» **Work to complete**
Reproduce, word for word, the part of the listing below that opens with the line containing "form (106, 137)." and closes with the line containing "(1001, 542)", including both of those lines.

» **Task inputs**
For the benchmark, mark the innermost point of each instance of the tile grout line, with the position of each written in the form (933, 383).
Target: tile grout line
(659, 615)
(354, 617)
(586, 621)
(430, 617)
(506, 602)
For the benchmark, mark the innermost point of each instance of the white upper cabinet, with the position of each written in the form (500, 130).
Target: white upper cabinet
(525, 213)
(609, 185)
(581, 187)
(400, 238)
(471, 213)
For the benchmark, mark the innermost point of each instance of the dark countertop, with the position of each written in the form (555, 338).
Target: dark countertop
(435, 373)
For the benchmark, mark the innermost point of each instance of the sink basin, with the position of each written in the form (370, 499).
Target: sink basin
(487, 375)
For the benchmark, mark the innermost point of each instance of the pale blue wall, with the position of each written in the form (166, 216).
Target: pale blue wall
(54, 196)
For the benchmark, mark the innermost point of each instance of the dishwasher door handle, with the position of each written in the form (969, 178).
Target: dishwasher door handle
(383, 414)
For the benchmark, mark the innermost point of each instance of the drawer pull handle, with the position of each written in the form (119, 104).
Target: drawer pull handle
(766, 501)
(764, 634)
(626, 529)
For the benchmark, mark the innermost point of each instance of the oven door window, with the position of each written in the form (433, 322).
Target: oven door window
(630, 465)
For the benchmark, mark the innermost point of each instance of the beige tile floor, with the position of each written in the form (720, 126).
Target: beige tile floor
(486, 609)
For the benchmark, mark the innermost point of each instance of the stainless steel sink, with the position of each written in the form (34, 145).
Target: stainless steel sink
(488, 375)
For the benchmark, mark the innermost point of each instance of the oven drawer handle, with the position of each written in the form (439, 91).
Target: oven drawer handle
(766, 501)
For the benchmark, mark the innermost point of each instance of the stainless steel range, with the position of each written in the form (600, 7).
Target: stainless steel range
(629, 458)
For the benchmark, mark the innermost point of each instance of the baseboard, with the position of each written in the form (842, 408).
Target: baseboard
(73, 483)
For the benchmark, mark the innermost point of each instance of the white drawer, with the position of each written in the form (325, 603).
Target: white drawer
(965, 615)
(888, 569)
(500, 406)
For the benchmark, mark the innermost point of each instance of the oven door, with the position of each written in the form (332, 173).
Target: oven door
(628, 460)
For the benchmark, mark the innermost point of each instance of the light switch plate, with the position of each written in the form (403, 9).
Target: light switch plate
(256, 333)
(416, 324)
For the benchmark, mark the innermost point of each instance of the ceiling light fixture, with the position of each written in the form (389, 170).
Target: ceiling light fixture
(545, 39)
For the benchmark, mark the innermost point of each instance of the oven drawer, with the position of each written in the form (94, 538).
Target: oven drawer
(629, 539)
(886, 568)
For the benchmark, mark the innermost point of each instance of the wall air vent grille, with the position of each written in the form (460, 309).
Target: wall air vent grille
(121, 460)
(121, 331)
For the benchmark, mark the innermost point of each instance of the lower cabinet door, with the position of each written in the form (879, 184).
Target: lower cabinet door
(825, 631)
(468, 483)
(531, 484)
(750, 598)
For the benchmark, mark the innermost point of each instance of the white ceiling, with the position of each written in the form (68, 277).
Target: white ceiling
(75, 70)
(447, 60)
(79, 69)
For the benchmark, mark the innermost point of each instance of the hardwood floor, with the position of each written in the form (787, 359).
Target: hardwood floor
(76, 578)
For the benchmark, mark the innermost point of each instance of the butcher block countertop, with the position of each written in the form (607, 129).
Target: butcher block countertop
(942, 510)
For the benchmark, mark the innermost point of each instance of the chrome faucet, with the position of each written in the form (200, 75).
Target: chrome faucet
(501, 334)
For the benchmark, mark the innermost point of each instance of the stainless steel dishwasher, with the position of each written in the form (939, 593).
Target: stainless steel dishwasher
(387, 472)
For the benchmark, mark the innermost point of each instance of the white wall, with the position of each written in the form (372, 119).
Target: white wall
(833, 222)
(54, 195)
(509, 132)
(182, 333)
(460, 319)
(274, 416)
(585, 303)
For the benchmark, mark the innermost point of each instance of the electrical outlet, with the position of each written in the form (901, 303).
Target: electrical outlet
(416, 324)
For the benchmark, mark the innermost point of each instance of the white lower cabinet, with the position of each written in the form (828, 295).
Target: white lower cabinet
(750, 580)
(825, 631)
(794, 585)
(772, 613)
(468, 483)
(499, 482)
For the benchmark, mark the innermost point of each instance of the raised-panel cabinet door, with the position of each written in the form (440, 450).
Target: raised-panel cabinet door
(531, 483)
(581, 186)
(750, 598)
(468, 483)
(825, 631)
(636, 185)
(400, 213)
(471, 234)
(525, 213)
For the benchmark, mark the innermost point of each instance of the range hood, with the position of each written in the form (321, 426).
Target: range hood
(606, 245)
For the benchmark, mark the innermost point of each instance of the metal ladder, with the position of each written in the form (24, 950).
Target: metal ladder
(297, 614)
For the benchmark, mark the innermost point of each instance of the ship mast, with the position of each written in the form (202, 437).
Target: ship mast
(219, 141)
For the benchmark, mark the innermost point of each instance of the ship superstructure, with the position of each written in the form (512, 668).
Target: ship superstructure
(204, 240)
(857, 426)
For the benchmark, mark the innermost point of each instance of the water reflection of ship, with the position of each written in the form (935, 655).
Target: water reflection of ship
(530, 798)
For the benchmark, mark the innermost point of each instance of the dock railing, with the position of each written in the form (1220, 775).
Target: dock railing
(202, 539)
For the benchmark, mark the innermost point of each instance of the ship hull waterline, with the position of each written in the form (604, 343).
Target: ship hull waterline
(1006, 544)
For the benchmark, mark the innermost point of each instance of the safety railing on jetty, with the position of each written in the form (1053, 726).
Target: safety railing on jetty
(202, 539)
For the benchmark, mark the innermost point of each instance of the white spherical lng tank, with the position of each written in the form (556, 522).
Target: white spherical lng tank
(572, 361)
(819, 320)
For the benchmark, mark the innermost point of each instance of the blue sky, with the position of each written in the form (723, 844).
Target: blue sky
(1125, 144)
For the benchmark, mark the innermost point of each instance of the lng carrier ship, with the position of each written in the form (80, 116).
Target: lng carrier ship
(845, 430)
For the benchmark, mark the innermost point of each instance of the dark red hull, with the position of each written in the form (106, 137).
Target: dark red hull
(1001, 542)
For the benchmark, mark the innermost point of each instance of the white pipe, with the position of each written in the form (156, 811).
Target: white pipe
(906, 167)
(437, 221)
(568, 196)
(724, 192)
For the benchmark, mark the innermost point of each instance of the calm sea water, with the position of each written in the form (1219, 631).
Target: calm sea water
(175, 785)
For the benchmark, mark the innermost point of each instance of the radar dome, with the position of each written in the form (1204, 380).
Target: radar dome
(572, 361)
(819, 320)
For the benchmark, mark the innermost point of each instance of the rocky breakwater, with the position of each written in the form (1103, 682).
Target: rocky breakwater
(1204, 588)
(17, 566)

...

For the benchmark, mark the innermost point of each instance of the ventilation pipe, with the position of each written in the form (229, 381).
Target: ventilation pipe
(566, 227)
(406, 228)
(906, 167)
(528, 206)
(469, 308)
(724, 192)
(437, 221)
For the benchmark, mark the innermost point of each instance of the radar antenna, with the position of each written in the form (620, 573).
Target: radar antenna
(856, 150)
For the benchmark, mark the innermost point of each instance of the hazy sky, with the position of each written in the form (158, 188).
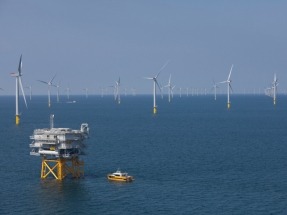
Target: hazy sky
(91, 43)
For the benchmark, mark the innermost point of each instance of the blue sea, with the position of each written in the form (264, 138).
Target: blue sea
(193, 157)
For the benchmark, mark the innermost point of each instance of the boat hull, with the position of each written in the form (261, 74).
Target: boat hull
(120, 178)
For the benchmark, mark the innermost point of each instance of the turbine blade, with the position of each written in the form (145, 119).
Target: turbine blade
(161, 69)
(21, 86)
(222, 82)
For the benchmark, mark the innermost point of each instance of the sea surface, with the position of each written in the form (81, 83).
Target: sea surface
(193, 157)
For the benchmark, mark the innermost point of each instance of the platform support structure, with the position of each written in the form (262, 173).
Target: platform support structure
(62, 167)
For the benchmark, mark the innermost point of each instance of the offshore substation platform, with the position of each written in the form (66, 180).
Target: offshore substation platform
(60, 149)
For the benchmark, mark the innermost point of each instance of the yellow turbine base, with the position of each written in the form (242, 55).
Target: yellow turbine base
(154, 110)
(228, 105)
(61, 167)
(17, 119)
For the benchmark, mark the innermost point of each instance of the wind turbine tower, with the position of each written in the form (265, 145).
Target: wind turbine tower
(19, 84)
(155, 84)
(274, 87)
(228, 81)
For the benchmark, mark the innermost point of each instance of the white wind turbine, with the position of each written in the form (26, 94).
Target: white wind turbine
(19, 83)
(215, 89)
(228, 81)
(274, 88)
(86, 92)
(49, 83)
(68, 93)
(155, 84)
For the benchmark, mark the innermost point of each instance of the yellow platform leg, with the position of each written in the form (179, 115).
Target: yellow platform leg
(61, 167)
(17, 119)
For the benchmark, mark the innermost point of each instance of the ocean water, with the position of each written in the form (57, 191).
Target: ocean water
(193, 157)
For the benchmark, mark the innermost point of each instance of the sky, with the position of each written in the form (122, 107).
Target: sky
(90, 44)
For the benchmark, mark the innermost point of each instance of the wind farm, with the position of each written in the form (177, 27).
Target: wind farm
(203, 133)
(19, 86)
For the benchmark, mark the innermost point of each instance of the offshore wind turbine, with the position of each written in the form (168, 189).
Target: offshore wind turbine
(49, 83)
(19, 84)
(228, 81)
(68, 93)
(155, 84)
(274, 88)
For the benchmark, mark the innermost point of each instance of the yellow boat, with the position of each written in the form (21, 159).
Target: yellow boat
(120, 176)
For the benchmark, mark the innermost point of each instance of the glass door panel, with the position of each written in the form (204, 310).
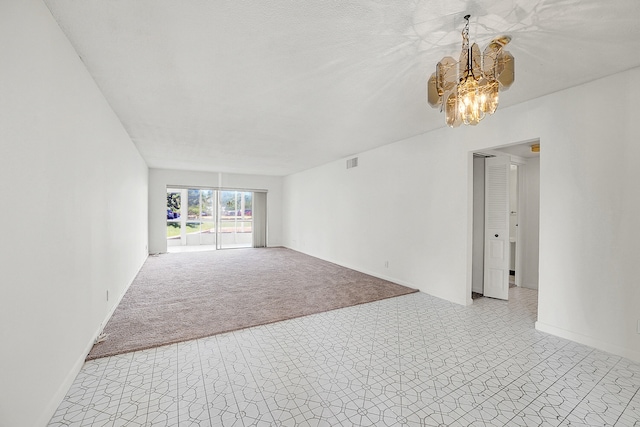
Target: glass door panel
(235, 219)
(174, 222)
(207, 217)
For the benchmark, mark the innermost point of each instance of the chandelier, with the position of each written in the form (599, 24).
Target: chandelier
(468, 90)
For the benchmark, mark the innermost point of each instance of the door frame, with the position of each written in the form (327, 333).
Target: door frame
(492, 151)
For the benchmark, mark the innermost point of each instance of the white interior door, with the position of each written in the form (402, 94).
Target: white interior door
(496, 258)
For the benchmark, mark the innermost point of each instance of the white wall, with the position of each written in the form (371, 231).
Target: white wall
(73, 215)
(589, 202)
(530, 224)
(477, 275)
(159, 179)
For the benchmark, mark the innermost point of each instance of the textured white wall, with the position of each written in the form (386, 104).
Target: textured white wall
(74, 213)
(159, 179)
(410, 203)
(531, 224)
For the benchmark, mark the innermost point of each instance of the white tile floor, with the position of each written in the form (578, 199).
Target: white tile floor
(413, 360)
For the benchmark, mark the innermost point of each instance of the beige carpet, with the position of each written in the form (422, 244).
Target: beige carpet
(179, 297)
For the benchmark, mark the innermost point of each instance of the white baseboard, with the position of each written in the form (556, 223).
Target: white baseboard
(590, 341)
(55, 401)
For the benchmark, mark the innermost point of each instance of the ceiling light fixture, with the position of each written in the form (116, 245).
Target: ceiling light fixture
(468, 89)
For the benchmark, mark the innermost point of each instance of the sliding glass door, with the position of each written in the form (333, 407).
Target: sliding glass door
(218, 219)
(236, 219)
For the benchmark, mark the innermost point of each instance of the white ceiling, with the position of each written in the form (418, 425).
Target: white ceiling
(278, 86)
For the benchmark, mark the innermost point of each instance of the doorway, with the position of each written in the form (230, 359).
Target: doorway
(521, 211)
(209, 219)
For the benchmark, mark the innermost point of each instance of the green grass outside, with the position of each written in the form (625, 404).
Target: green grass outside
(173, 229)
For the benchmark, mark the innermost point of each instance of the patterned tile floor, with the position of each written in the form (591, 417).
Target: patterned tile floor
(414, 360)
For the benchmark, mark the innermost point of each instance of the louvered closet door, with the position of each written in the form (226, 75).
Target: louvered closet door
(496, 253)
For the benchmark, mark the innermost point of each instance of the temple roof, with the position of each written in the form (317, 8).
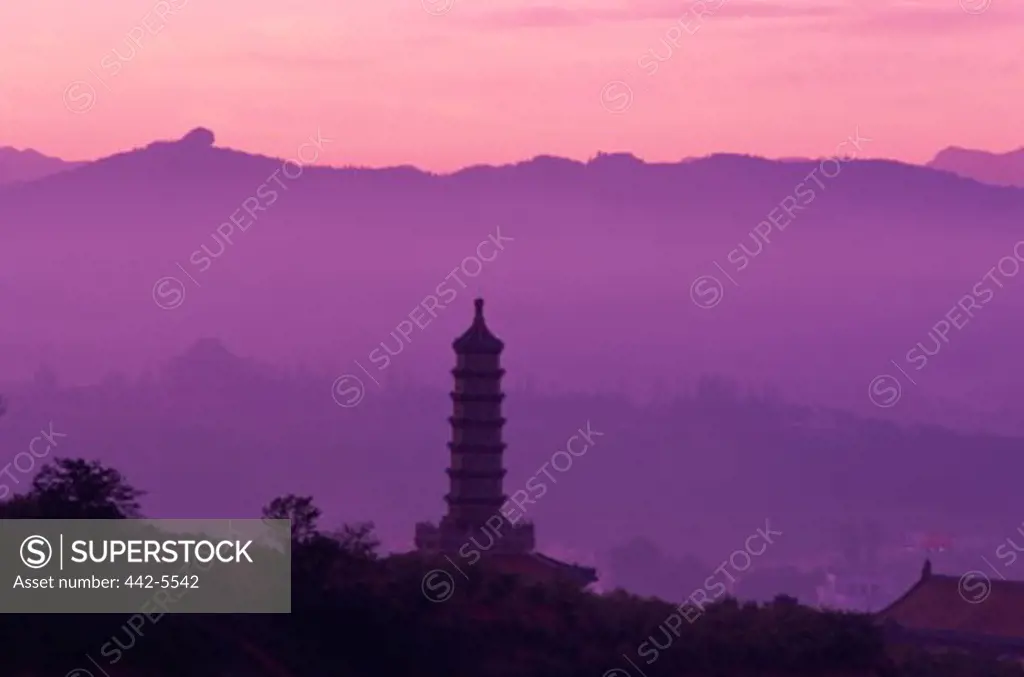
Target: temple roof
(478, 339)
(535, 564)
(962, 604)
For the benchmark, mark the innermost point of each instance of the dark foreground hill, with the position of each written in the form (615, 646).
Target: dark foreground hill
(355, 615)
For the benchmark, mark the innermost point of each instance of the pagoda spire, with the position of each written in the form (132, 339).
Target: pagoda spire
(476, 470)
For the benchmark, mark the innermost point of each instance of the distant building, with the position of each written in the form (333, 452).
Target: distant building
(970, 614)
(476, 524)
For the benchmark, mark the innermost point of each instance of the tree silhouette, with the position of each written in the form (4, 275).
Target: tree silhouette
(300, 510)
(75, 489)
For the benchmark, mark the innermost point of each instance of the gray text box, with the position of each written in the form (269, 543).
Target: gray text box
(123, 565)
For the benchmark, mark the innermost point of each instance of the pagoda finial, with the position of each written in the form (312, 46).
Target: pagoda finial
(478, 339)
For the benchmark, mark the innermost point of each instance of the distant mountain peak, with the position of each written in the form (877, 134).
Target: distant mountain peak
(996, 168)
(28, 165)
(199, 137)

» **Written reply**
For the benchmark, mark the innermost point of each instance of the dark red hull, with the position of each written in the form (106, 137).
Target: dark red hull
(1001, 542)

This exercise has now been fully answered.